• Requirement
Line by line, transcribe the data shown below.

(Dataset entries)
---

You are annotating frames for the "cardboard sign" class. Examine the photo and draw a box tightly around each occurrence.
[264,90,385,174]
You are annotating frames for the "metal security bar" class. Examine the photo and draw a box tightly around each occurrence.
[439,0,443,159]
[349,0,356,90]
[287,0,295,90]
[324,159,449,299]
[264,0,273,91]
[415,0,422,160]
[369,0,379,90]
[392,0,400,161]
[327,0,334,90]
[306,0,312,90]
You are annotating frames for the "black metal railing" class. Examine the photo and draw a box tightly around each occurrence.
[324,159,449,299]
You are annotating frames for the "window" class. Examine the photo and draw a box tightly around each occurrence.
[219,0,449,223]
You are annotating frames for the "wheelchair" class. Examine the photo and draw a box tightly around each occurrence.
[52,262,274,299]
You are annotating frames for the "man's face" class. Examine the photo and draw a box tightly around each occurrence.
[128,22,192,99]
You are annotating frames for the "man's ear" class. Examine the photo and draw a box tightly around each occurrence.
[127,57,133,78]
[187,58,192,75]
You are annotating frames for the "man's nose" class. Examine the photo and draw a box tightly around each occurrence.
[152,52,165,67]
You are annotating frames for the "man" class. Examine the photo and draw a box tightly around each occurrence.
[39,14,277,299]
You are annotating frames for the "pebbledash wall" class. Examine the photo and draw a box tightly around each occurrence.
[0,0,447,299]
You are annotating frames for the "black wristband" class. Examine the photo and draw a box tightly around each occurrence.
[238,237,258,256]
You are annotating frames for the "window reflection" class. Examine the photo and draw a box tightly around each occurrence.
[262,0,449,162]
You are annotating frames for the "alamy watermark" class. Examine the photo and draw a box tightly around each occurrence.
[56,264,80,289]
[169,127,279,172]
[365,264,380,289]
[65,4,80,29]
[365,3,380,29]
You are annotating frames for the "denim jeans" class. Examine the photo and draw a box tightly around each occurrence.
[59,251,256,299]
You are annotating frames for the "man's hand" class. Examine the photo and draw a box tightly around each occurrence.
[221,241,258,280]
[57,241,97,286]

---

• Solution
You are annotating frames for the "cardboard sign" class. Examine the photo and draw a box tightly around each occurrence.
[264,90,385,174]
You are annotating frames for the "metal security bar" class. Examine the photo and draw a box tightly around each occurrence.
[439,0,443,159]
[349,0,356,90]
[287,0,295,90]
[324,159,449,299]
[264,0,273,91]
[415,0,422,160]
[369,0,379,90]
[392,0,400,161]
[327,0,334,90]
[306,0,312,90]
You are annotating frames for the "black metal railing" class. Examine the photo and draw a box tightly around each occurrence.
[324,159,449,299]
You are annotating frames for the "window" class. Examine the photo and draw a box tightly around each occurrence.
[219,0,449,223]
You are annotating frames for the "wheelchair" class. Examine the photo and draw a box tightly around each occurrence.
[52,262,274,299]
You are annotating frames for the "man's face" class. Examine the photo and draw a box tightly around each occurrence.
[128,22,192,99]
You are annotating frames for the "man's ear" class. Examine the photo and draw a box tightly around each occurrence.
[127,57,133,78]
[187,58,192,75]
You are annotating frames for the "man's nose" class. Examine the photo and draw a box tightly around each occurrence.
[152,52,165,67]
You are annotating frames for the "man" class. Examine the photo and draw a box tightly around each occurrence.
[39,14,277,299]
You are annotating frames for the "pebbledash wall" class. Examine the photo and draw a box tightly around each occurrence.
[0,0,447,299]
You are annotating frames for the "black wristband" class. Examine the photo and draw a box tightly around each occurrence.
[238,237,258,256]
You are annotating frames for the "window reflection" class. Examine the photo and draw a box tightly around each occurrence.
[262,0,449,162]
You are annotating frames for the "alamy watermark" class. Examine the photo and draw a box tightly around each occurrence.
[56,264,80,289]
[169,127,279,172]
[365,264,380,289]
[65,4,80,29]
[365,3,380,29]
You are annotating frames for the "denim jeans" class. Examine the photo and draw a box tightly around each occurrence.
[59,251,256,299]
You are annotating frames for the "man's hand" class. Examine the photo and draw a box tightly around each occurrence.
[221,241,258,280]
[57,241,97,286]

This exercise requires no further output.